# TRY IT
Shown below are entries with pictures; the line with "flag stripe between" through the line with "green grass clump" is the span to retype exactly, and the pictures stay out.
Segment Open
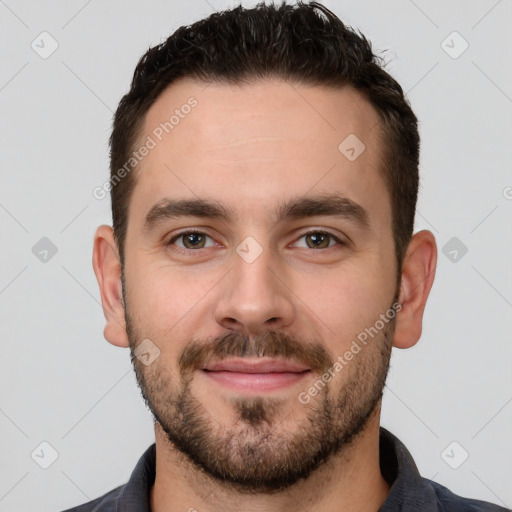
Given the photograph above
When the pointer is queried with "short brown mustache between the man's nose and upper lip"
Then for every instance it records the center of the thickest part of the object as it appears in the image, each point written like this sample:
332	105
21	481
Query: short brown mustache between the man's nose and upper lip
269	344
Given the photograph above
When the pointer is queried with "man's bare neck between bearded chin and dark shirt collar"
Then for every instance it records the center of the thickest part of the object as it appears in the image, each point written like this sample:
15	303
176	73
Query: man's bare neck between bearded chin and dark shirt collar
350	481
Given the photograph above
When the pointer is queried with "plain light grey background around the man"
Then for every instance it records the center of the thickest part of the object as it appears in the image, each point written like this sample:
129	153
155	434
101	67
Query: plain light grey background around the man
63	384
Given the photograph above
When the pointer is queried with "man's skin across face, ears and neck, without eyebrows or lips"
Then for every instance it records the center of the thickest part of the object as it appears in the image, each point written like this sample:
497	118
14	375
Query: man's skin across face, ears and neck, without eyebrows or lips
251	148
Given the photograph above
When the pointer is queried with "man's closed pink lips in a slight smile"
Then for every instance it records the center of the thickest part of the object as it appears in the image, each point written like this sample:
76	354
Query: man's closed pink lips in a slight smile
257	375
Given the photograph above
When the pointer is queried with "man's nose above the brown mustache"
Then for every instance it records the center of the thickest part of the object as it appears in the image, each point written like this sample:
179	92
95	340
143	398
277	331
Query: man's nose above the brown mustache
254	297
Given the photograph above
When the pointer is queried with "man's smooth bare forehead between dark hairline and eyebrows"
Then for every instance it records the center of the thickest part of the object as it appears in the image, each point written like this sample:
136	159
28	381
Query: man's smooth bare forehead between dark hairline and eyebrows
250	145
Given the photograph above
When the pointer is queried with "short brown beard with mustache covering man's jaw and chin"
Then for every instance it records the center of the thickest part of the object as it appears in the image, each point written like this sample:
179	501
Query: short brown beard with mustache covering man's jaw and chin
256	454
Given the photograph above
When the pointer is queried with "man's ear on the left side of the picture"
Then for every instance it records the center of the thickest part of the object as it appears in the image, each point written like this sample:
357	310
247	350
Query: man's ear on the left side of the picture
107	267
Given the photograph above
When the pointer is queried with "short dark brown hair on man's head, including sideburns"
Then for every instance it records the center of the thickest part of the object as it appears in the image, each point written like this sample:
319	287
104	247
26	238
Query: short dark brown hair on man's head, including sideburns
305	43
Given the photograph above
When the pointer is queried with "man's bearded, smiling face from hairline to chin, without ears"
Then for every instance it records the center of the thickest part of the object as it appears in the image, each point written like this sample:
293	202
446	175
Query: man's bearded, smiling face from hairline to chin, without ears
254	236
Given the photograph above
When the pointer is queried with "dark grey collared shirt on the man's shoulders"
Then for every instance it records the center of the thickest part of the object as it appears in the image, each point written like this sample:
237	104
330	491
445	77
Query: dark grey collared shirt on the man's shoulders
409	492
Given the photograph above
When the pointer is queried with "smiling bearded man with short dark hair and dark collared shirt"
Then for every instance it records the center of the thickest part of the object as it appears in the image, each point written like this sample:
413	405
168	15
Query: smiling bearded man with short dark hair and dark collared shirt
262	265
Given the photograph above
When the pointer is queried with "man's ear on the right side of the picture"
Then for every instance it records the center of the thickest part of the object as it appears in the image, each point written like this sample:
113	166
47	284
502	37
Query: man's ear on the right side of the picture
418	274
Segment Closed
Segment Open
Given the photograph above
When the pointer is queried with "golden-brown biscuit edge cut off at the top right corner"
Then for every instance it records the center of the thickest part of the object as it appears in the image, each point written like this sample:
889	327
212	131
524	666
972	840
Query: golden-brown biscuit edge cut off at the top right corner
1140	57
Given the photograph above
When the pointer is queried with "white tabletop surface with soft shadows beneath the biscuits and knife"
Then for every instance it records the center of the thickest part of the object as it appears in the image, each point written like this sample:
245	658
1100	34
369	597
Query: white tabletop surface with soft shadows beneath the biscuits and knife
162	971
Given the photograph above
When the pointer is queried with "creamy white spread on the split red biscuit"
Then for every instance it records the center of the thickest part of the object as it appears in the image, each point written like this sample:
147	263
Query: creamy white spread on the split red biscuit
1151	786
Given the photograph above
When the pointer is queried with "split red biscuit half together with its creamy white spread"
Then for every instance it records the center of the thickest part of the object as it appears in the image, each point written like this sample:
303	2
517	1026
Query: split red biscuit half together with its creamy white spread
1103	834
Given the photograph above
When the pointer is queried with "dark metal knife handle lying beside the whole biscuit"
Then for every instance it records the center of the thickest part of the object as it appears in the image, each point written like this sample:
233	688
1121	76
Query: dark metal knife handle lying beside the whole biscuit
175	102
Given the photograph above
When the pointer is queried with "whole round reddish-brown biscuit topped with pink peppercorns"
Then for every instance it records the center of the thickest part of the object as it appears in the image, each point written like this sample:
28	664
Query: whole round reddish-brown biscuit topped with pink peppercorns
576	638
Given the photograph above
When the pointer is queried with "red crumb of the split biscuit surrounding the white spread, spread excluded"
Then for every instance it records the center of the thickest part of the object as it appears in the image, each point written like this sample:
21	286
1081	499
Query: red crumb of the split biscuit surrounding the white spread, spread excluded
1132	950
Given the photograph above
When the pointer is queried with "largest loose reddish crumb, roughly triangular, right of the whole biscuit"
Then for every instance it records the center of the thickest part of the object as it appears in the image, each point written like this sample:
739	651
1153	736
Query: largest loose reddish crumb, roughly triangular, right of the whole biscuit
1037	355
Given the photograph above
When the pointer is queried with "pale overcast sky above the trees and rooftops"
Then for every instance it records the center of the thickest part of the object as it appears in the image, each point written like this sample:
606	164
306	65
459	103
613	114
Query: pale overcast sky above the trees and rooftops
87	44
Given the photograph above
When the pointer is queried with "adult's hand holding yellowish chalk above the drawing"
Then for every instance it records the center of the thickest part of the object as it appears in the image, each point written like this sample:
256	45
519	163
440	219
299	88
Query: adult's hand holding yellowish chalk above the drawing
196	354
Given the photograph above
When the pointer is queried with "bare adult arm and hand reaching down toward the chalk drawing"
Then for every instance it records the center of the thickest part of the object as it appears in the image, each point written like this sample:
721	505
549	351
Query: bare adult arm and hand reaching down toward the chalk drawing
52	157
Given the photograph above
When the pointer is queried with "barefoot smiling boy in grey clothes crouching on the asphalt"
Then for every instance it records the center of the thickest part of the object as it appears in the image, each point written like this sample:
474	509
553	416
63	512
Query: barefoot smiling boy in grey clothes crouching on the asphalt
Segment Closed
Segment Open
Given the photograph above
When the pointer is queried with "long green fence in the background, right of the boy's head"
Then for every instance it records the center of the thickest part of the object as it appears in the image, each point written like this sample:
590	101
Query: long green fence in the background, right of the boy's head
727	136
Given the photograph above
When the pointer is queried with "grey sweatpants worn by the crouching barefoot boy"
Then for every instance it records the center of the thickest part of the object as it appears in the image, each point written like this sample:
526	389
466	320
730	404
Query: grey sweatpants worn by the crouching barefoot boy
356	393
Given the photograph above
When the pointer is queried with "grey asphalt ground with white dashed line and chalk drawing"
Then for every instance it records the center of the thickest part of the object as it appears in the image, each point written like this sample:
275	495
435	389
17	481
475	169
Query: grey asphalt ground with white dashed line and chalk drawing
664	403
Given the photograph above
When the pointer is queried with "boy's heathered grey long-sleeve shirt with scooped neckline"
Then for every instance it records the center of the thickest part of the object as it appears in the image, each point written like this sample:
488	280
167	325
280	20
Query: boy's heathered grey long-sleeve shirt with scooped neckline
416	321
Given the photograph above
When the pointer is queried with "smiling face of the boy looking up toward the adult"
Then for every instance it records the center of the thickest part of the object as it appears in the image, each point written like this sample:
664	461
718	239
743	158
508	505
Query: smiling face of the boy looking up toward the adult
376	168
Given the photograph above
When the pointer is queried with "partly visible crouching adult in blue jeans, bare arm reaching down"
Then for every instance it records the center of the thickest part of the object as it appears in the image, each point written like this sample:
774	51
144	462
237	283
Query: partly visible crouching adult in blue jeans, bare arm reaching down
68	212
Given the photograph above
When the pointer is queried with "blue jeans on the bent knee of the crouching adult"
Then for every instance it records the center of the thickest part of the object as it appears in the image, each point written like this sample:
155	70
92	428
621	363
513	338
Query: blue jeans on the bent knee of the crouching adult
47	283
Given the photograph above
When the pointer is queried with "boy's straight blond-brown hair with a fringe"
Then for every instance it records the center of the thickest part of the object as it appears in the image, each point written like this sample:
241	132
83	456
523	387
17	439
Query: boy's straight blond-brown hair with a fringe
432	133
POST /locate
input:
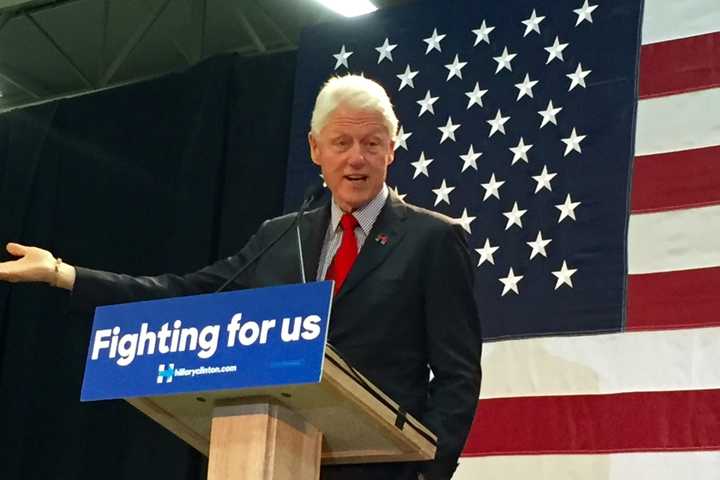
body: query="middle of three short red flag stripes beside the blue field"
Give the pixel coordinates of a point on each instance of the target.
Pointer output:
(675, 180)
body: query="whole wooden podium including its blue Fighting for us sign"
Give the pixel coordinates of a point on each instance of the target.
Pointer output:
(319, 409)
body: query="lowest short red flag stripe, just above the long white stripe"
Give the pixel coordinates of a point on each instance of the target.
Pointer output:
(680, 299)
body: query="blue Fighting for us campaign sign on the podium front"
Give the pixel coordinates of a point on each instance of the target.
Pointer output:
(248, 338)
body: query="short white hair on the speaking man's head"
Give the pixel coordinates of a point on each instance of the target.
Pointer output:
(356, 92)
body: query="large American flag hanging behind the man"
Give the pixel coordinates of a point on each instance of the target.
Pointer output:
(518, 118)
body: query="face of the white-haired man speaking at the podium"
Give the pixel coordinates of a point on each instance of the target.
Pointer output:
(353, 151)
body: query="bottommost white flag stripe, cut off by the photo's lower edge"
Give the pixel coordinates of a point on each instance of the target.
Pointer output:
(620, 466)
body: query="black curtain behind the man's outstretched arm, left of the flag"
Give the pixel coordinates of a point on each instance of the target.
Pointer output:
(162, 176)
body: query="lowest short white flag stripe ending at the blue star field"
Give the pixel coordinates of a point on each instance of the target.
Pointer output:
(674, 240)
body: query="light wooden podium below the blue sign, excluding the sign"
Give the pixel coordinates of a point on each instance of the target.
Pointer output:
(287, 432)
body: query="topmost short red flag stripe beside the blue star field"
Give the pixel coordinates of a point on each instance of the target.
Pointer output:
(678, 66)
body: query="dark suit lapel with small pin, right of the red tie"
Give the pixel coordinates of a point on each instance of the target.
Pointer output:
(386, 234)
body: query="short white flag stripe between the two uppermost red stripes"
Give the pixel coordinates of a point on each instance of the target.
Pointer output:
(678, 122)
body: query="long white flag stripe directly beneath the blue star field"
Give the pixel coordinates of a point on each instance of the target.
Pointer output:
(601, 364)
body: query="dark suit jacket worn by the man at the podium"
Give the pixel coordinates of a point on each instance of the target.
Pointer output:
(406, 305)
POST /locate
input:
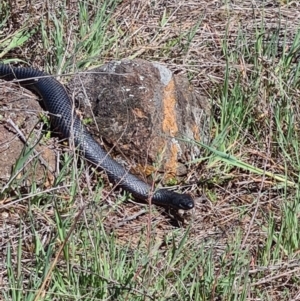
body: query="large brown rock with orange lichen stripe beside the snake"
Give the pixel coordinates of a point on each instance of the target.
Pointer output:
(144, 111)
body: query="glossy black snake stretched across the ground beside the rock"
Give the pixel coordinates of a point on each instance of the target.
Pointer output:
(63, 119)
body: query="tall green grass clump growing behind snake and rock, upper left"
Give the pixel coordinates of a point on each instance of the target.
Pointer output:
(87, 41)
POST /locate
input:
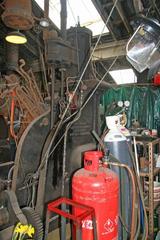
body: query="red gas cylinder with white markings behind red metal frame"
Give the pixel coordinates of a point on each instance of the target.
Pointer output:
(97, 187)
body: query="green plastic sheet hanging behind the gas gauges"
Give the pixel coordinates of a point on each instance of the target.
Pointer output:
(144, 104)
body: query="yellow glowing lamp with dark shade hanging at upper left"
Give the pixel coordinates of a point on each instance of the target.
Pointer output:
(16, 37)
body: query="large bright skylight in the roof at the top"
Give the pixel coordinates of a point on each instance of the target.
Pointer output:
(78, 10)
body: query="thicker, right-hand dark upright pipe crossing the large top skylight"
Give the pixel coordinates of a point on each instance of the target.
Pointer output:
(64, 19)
Segment Closed
# WRITTEN ANSWER
body: query="short white flag stripe between the two uppermost red stripes"
Give the pixel coordinates of a point on each instance of the target.
Pointer output:
(678, 122)
body: query="long white flag stripe directly beneath the blue star field"
Give the pixel coordinates of a point on each instance of the target.
Pointer output:
(601, 364)
body: query="dark suit jacket worn by the man at the podium"
Give the pixel coordinates of a point on each instance of the target.
Pointer output:
(406, 305)
POST /locate
input:
body: query="large brown rock with orange lichen stripe beside the snake"
Give the pixel coordinates of a point on each instance of the target.
Pointer output:
(144, 111)
body: query="glossy black snake stretched across the ground beside the rock"
Give the pixel coordinates of a point on each instance of the target.
Pointer output:
(63, 119)
body: query="tall green grass clump growing behind snake and rock, upper left"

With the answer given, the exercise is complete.